--- start of Given entries ---

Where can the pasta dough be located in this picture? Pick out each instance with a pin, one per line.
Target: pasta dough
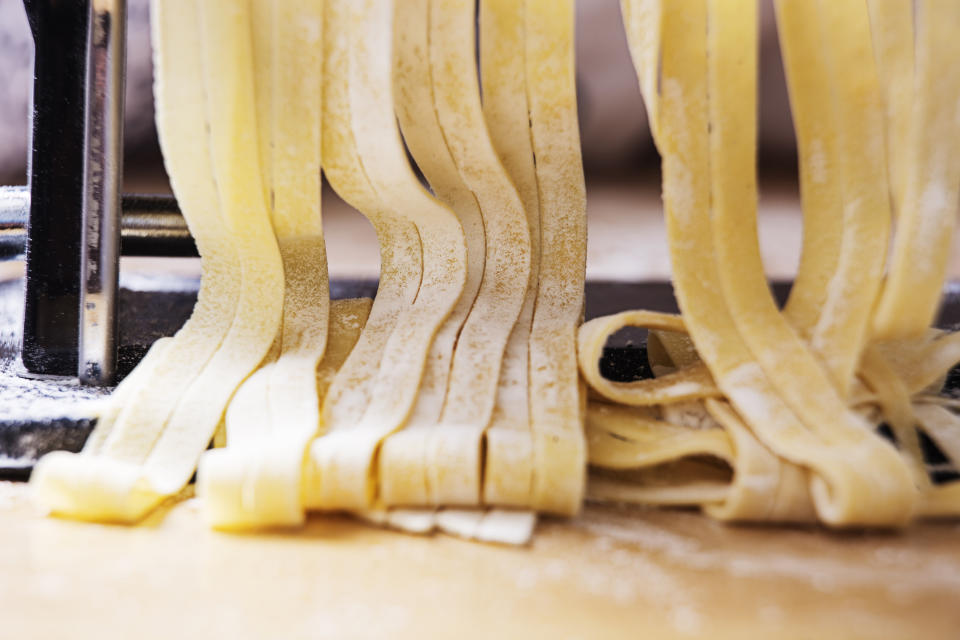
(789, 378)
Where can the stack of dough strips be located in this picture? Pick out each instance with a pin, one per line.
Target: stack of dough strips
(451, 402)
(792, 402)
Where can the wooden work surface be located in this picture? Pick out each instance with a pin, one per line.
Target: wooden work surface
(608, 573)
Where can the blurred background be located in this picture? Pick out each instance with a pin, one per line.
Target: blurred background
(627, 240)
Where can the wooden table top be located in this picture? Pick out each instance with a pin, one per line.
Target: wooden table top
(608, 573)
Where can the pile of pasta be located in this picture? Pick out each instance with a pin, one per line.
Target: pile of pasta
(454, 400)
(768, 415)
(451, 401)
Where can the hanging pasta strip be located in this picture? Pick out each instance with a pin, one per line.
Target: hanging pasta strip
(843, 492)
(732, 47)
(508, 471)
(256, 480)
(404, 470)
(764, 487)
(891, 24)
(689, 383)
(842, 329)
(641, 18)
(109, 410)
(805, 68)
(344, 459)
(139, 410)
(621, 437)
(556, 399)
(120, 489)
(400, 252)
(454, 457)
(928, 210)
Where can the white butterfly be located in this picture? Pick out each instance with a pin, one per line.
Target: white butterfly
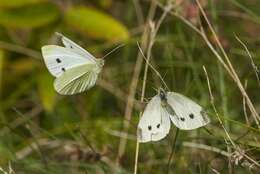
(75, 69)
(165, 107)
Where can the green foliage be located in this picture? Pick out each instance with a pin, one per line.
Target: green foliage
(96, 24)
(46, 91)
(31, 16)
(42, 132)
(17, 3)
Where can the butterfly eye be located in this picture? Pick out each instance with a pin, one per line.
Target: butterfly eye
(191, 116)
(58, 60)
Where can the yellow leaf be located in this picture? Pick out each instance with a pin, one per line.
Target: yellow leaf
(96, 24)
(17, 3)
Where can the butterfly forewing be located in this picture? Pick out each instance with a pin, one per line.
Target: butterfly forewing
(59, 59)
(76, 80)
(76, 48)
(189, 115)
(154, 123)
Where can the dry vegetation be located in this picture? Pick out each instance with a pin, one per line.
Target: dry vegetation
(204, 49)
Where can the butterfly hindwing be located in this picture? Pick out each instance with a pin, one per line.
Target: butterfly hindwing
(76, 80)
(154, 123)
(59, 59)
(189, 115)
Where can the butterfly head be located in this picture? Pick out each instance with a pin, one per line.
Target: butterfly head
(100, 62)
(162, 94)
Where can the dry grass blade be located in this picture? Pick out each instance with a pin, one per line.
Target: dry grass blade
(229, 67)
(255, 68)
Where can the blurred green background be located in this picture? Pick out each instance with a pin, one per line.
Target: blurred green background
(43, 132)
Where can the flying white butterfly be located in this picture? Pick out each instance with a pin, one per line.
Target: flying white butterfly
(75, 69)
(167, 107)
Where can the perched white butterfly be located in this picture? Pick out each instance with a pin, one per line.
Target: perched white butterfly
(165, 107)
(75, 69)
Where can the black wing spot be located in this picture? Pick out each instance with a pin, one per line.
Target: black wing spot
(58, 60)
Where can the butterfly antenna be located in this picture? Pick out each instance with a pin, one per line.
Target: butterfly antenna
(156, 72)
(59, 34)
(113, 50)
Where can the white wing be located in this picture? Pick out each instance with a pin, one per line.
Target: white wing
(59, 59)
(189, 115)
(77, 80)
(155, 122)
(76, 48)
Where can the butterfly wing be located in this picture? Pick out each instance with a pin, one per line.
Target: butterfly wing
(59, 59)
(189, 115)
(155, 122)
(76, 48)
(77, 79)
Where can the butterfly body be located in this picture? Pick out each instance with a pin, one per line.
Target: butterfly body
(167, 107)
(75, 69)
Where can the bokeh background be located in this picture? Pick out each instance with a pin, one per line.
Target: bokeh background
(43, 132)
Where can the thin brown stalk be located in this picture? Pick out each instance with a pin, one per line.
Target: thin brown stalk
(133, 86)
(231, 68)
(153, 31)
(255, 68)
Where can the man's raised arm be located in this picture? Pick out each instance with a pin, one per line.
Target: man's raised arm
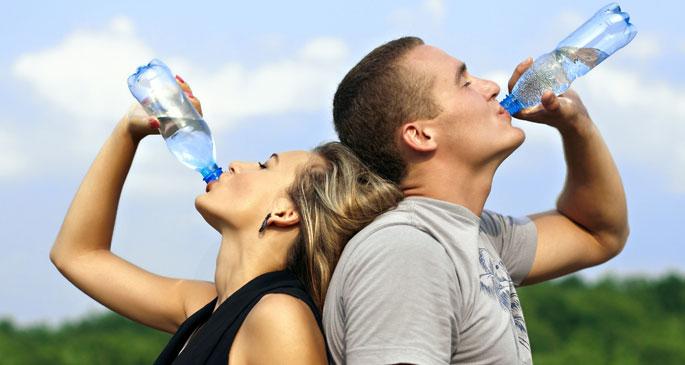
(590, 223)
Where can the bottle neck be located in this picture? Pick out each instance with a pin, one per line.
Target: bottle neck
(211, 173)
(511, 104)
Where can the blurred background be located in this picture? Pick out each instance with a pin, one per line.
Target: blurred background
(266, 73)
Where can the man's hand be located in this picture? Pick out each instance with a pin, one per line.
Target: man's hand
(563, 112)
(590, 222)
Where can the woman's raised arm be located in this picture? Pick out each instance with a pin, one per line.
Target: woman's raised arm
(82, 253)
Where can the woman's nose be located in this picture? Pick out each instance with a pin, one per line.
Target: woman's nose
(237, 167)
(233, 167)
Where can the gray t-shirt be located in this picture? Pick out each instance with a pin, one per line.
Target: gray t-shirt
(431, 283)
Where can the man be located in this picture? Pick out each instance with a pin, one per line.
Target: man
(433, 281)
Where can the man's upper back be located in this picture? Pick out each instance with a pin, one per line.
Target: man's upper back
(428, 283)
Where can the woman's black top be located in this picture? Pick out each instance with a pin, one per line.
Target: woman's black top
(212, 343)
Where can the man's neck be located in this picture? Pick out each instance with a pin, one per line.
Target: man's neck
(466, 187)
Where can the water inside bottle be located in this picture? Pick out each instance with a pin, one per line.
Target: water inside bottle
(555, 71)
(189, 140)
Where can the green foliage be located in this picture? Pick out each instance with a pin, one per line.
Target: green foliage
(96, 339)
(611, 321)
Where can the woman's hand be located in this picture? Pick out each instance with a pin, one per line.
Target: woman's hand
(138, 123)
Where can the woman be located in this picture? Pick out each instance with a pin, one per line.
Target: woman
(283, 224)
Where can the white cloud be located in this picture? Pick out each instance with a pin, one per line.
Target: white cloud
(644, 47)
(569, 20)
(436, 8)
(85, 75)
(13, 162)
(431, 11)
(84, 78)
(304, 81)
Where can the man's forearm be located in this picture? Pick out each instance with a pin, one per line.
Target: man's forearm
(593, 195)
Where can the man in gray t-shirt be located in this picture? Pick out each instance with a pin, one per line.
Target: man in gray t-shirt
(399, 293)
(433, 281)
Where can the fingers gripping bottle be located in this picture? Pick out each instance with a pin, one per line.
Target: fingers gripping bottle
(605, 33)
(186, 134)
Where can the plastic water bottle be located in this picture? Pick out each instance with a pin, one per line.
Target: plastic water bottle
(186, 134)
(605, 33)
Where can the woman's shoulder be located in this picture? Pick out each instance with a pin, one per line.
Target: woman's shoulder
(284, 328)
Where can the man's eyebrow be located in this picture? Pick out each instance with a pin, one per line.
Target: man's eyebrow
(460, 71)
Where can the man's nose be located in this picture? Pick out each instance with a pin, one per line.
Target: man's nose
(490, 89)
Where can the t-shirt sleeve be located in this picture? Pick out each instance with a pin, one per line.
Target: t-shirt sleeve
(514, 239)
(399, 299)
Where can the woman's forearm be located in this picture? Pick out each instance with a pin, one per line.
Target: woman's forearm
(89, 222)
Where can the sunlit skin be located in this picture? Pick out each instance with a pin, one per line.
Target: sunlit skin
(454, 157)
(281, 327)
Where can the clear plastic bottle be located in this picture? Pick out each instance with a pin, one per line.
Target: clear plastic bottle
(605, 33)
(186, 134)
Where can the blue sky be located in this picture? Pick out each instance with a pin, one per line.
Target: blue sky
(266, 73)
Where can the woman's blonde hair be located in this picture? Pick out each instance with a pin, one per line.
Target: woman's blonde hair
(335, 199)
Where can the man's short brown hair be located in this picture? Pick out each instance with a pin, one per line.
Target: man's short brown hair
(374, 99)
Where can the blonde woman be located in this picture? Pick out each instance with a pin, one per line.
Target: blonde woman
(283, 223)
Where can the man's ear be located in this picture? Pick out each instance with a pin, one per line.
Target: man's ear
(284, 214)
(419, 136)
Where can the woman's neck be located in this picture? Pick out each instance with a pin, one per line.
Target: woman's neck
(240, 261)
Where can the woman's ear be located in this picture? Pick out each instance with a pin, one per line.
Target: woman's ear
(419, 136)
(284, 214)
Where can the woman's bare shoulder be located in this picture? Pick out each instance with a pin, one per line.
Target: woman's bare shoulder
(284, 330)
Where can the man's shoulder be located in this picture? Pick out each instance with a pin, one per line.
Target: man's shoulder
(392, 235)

--- end of Given entries ---
--- start of Given entries ---

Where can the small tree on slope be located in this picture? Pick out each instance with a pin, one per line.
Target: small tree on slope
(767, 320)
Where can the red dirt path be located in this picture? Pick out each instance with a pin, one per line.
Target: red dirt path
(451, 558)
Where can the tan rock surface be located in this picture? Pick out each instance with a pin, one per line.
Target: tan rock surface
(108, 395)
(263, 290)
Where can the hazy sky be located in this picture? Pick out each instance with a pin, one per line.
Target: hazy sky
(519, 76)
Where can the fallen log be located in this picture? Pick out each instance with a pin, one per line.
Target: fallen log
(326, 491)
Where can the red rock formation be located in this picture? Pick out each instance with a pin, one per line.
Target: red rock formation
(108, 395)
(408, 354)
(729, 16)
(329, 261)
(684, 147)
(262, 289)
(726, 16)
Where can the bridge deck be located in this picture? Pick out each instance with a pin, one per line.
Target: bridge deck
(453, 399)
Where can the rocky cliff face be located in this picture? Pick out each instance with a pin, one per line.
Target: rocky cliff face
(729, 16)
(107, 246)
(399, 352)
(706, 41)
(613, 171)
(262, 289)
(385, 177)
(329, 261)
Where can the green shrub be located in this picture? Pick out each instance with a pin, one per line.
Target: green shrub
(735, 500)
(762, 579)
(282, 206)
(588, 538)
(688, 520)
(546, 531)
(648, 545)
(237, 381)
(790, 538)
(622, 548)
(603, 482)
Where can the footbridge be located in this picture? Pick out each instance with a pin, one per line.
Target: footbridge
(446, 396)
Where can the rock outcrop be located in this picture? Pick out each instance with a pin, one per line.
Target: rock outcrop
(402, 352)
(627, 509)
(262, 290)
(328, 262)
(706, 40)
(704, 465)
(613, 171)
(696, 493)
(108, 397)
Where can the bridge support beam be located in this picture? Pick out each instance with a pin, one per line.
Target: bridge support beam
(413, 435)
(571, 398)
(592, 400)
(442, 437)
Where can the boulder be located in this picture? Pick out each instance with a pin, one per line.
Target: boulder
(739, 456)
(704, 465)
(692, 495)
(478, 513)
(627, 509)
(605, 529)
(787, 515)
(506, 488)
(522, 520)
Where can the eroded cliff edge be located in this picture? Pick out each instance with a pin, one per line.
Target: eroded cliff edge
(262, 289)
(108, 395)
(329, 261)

--- end of Given entries ---
--- start of Given entries ---

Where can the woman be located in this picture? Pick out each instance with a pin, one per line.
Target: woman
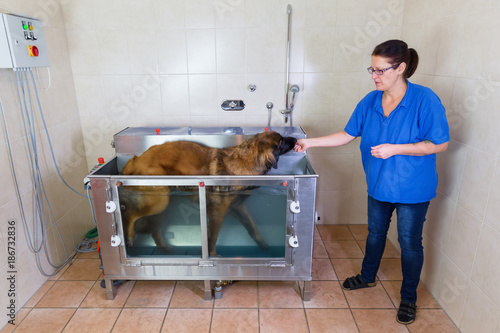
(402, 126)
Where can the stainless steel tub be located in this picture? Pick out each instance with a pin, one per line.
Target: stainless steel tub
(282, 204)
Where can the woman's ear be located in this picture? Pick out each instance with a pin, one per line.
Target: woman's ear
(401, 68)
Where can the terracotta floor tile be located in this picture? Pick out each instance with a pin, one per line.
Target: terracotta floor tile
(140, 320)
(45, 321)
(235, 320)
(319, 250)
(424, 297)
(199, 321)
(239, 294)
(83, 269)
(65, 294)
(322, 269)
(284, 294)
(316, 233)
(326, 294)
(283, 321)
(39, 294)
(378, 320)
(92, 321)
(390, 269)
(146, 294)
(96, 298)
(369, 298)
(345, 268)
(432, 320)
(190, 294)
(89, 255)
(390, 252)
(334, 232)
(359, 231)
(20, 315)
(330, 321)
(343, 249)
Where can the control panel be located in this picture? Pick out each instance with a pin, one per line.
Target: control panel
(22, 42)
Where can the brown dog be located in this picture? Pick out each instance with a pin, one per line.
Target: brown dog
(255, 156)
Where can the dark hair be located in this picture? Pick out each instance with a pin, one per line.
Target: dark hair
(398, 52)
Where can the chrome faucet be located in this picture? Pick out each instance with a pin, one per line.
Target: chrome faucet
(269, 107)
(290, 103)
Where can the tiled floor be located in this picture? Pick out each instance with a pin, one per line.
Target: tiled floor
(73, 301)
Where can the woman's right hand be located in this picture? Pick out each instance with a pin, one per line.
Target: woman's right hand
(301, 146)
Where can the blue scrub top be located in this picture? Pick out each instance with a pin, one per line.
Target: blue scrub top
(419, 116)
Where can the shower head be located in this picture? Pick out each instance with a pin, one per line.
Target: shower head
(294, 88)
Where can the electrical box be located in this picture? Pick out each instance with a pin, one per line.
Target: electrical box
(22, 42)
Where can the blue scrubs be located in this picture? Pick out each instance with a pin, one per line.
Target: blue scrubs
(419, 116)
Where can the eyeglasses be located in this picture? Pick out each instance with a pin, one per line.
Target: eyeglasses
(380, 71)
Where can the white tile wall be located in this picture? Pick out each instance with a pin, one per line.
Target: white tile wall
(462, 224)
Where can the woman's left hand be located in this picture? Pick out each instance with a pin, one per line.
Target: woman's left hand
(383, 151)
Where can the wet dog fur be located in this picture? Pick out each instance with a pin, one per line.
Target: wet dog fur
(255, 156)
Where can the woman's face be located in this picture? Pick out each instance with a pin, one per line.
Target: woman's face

--- end of Given entries ---

Select every line in the rows above that contains the string "path", and copy each one. Case counts.

Written response:
Where can the red dirt path be located in this picture? Pick out each instance with a pin, one per line.
Target: red dirt path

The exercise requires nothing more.